----- Record list -----

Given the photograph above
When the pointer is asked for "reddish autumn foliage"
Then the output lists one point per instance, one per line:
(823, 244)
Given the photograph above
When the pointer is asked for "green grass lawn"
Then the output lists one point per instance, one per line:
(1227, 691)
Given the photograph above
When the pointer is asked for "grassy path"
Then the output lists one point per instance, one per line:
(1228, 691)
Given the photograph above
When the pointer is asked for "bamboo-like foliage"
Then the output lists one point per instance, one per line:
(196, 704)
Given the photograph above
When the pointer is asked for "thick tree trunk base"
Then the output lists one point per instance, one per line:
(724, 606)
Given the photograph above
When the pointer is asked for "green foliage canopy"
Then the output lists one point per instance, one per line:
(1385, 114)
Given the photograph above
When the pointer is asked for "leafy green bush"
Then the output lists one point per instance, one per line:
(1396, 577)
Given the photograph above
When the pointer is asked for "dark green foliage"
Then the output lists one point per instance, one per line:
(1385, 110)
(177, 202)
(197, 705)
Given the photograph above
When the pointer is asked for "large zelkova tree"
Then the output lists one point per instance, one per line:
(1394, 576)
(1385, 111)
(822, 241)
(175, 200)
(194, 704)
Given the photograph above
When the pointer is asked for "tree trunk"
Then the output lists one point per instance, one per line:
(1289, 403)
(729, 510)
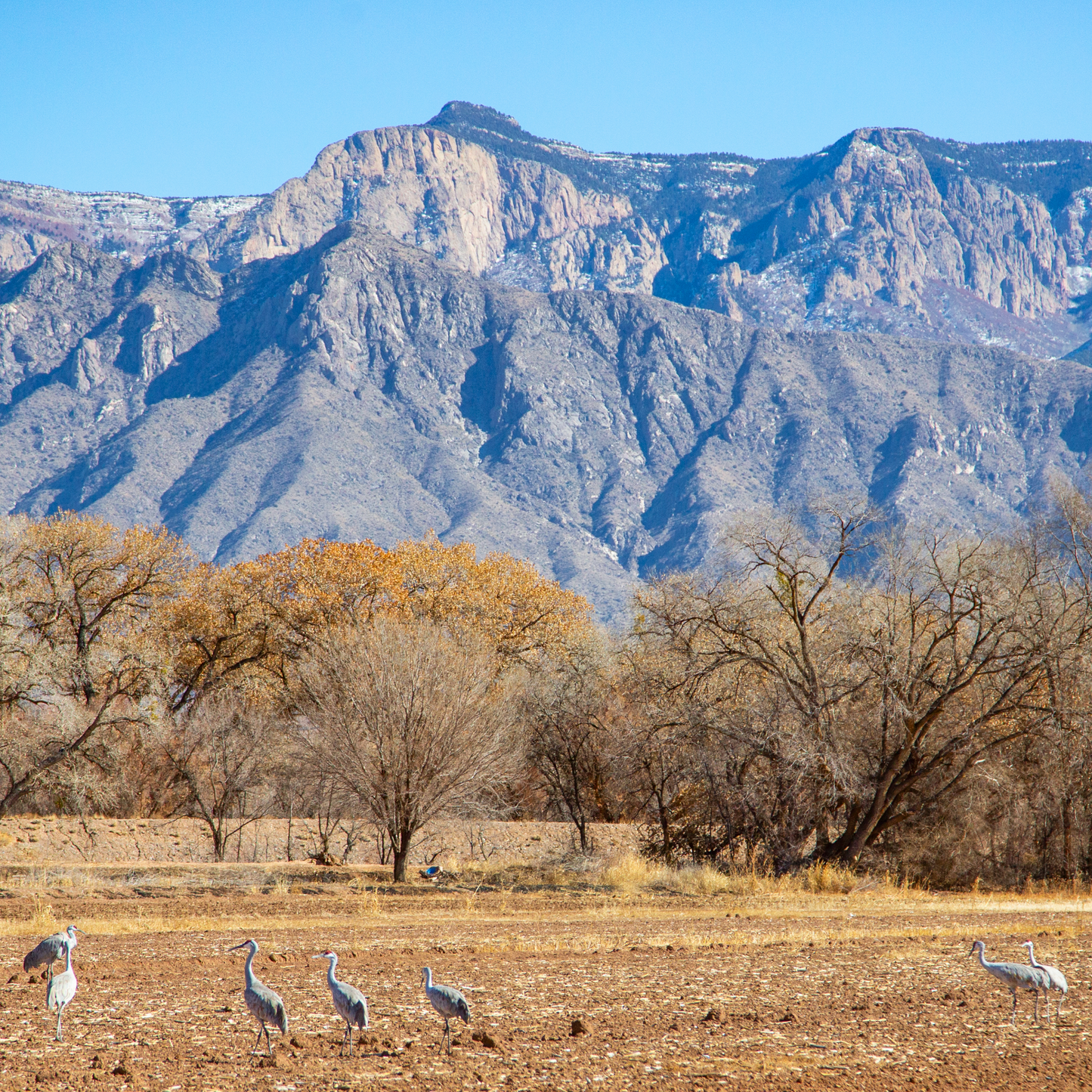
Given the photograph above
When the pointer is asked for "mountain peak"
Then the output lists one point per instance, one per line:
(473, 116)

-----
----- Record list -----

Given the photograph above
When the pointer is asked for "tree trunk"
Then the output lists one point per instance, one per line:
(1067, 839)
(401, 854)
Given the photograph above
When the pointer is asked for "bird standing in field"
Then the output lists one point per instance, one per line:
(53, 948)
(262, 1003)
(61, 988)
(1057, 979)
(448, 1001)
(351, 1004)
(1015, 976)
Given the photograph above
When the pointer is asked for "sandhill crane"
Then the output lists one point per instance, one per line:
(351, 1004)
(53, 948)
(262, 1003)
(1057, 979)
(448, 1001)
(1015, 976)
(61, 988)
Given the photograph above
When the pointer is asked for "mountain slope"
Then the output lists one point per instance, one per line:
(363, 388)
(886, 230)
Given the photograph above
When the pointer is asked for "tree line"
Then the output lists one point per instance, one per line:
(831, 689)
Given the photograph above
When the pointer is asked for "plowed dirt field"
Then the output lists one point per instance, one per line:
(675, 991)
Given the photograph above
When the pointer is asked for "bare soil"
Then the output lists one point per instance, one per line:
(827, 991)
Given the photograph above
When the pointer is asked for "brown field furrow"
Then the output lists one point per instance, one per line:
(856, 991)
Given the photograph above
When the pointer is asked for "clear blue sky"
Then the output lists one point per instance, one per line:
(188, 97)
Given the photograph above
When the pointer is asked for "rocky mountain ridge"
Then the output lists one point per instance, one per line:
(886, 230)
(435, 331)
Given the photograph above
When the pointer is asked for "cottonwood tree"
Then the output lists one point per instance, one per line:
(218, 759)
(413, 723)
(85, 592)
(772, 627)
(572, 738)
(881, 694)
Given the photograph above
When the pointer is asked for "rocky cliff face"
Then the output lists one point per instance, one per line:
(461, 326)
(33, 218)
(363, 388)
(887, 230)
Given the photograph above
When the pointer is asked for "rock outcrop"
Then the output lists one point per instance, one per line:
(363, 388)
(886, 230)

-----

Please identify every line in the entries above that contains the string "field", and copy each one. Case counts.

◆ Exercise solution:
When the pointer is asked for "bird standing in field"
When the pointer is asked for "plowed dirt field"
When the pointer is asked for "brown field furrow"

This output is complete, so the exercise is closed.